● EXTRACT
*** Begin section ***

Something Worth Remembering

I recently hit a milestone: thirty-three years of professional life. With the many worries about the potential impact of Artificial Intelligence on the workforce, I reflected on what I would tell my younger self and my kids.

Twenty-six of those years were spent at Xerox, navigating the intricate, high-stakes of a global corporate giant. The last 5 were spent in a completely different world—building a high-tech medical cannabis facility from scratch.

Going from a legacy corporation to a “from-nothing” startup in a highly regulated industry forces you to strip away the fluff. You learn what actually works. I kept a list of principles along the way. I used to call it “The martial art of the office”, but looking back, it’s really just something worth remembering when the pressure is on.

1. The Strategy of the “Spoon”

Whether you are managing a billion-dollar budget or building a high-tech greenhouse from a muddy field, the physics of progress are the same.

  • Move mountains with a spoon: Big projects are an illusion. They are just a long series of small, consistent actions. When the scale feels impossible, stop looking at the mountain and just keep digging. It is true of your savings as well, by the way…

  • Roughly right, but precisely wrong: In a startup, waiting for 100% certainty is a death sentence. I’d rather be moving in the right direction with a rough map than standing still with a high-precision calculation of the wrong path.

  • The Pig and the Scale: You cannot make a pig fatter by weighing it every day. I’ve seen too many leaders spend more time on the “scorecard” than on the actual work. Action is the only thing that feeds the project.

2. The Mental Architecture

Thirty years will break you if you don’t have a system to clear your head.

  • Mind like water: In the greenhouse or the boardroom, things go wrong. A “Mind Like Water” means reacting with the exact amount of force required—no more, no less. Don’t let a small leak become a personal crisis. Making a splash is okay if you can quickly bring your mind to peace.

  • Build a list, release your mind: Your brain is a processor, not a hard drive. Write it down. If it’s on the paper, it’s not taking up “RAM” in your head. Your brain is an amazing pattern detector. Look at your list and search for the pattern. (I actually built an app to do this!…see other post)

  • The Power of Habits: Willpower is a finite battery. I learned to build “Click, Routine, Reward” loops so that the hardest parts of my day became automatic or frictionless.

3. The Superpower: Emotional Intelligence

For most of my career, my mantra was “Passion: Yes / Emotion: No.” I believed that being “professional” meant being a fortress—stoic, detached, and analytical.

I was wrong.

After three decades, I’ve realised that emotional intelligence is a sensory superpower. Most people are staring at spreadsheets or technical specs, completely oblivious to the “human weather” in the room.

If you are someone who feels the tension in a meeting, who senses a lack of integrity before a word is spoken, or who gets a lump in their throat when a team hits a breakthrough—that is your edge. While others are flying blind, your emotions are giving you data. Using that sensitivity to address the unspoken is the highest form of leadership.

*** End section ***

● ACTIVITIES
• a. Write out a passage of the essay word for word, starting at the words "1. The Strategy" and ending after the words "feeds the project.".
• b. How many years of the writer's career, according to the essay, were spent at Xerox?
Work from the essay alone.

Stored dataset items:
*** Begin section ***

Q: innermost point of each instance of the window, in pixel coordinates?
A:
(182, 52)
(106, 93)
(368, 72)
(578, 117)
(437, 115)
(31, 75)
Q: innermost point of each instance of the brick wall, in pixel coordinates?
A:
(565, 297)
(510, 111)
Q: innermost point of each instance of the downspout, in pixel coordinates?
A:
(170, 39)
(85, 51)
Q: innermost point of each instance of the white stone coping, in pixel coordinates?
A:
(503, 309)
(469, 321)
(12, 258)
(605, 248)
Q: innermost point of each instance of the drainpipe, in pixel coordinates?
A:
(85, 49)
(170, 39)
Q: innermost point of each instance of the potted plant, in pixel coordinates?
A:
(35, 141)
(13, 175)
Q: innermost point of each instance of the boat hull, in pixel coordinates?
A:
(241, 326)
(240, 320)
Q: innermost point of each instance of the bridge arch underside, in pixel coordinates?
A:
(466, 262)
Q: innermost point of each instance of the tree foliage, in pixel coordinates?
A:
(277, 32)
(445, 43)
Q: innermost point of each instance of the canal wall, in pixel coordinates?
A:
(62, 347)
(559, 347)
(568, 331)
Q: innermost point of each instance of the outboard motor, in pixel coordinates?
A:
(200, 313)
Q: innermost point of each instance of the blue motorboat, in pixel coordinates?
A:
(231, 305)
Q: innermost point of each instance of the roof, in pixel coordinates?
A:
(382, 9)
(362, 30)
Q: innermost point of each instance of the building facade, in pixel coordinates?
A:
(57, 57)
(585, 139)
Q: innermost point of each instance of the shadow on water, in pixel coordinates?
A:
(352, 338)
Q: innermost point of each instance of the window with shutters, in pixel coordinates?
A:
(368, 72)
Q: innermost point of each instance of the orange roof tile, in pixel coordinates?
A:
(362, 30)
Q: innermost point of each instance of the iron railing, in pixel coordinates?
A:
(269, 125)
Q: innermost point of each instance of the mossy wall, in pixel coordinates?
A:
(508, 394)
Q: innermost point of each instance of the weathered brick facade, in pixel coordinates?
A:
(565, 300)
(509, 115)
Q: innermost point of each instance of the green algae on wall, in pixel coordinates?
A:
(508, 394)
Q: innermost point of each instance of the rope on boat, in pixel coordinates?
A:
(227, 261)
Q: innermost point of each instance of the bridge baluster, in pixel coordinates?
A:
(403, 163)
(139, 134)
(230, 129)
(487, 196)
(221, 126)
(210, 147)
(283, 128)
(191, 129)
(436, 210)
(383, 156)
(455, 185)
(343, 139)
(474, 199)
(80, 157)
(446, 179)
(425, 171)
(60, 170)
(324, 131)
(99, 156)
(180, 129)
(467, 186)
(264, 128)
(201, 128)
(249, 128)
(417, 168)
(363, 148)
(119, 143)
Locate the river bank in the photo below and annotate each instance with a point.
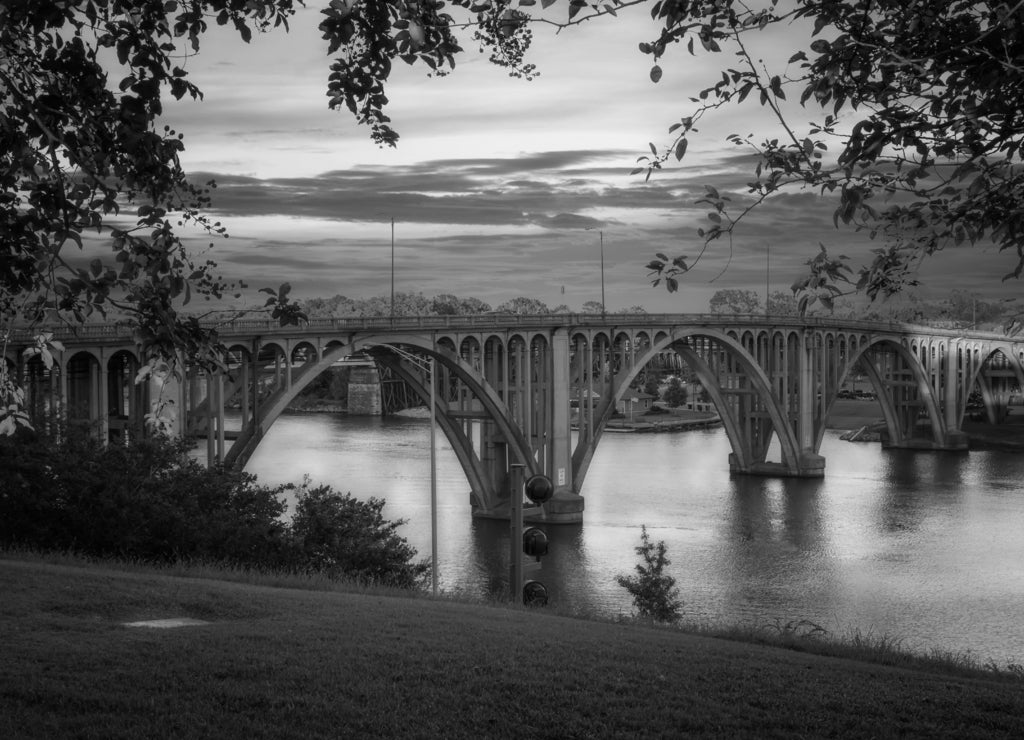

*** End section ***

● ANSWERS TO THE PROBLEMS
• a.
1. The Strategy of the “Spoon”

Whether you are managing a billion-dollar budget or building a high-tech greenhouse from a muddy field, the physics of progress are the same.

  • Move mountains with a spoon: Big projects are an illusion. They are just a long series of small, consistent actions. When the scale feels impossible, stop looking at the mountain and just keep digging. It is true of your savings as well, by the way…

  • Roughly right, but precisely wrong: In a startup, waiting for 100% certainty is a death sentence. I’d rather be moving in the right direction with a rough map than standing still with a high-precision calculation of the wrong path.

  • The Pig and the Scale: You cannot make a pig fatter by weighing it every day. I’ve seen too many leaders spend more time on the “scorecard” than on the actual work. Action is the only thing that feeds the project.

• b. Twenty-six years.